Extracted text:
[OPE] Martin Wolf on the legacy of the financial crisis

From: Jurriaan Bendien <jurriaanbendien@online.nl>
Date: Wed Feb 02 2011 - 14:25:42 EST

How the crisis catapulted us into the future
By Martin Wolf

FT February 1 2011

"(...)With the crisis fading into memory, how will historians assess its
legacy? (...) The crisis was neither the beginning of a depression nor the
end of capitalism. But it has caused a tightening of financial regulation,
particularly of banks, though this has occurred within the pre-existing
intellectual and institutional framework. After three decades of
deregulation, movement is in the opposite direction, though not without
resistance.

The crisis has also marked a turnround in private leverage in high-income
countries. The ratio of private gross debt to US gross domestic product rose
from 123 per cent in 1981 to 293 per cent in 2009. By the third quarter of
last year, the ratio had fallen to 263 per cent. The financial sector led
the way in both directions: gross financial sector debt rose from 22 per
cent of GDP in 1981 to 119 per cent in 2008. It was down to 98 per cent in
the third quarter of 2010. Deleveraging will probably continue. Even if it
does not, another such period of rising leverage seems inconceivable.

Complete the following:
• 1. Answer these questions from the financial crisis excerpt.
(a) What was the ratio of private gross debt to US gross domestic product in 1981?
(b) What share of GDP did gross financial sector debt reach in 2008?
(c) How many decades of deregulation came before the current movement in the opposite direction?
• 2. Echo the financial crisis excerpt from "FT February 1" to "resistance.".
Answer using only the financial crisis excerpt, with no outside knowledge.

Dataset content:
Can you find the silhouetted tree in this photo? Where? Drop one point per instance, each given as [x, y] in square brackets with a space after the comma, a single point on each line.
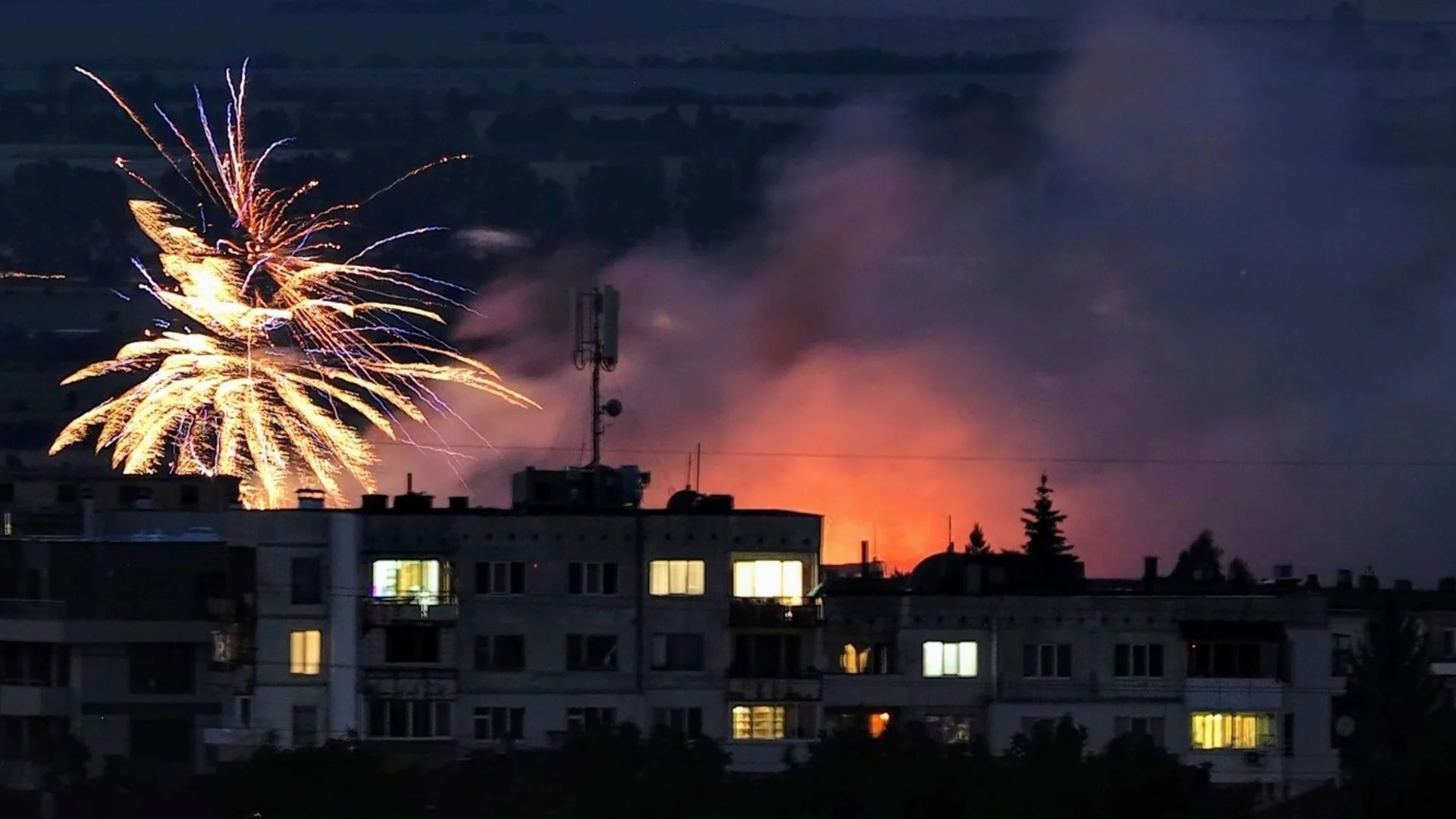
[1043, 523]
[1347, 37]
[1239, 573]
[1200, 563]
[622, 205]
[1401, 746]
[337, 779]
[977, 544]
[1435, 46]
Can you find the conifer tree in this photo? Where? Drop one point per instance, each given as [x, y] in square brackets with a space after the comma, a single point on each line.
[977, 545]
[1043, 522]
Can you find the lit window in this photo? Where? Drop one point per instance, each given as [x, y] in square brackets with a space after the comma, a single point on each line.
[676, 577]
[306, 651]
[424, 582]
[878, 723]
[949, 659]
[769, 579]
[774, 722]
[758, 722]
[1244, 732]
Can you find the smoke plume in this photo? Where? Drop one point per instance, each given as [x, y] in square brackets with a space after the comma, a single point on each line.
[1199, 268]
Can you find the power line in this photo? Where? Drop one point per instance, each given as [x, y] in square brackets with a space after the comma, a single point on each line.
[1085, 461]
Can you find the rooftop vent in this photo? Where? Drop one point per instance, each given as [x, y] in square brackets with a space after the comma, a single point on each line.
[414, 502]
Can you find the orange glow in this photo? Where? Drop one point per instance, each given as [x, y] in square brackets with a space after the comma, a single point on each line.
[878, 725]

Expected responses:
• 1.
(a) 123 percent
(b) 119 percent
(c) Three decades

• 2.
FT February 1 2011

"(...)With the crisis fading into memory, how will historians assess its
legacy? (...) The crisis was neither the beginning of a depression nor the
end of capitalism. But it has caused a tightening of financial regulation,
particularly of banks, though this has occurred within the pre-existing
intellectual and institutional framework. After three decades of
deregulation, movement is in the opposite direction, though not without
resistance.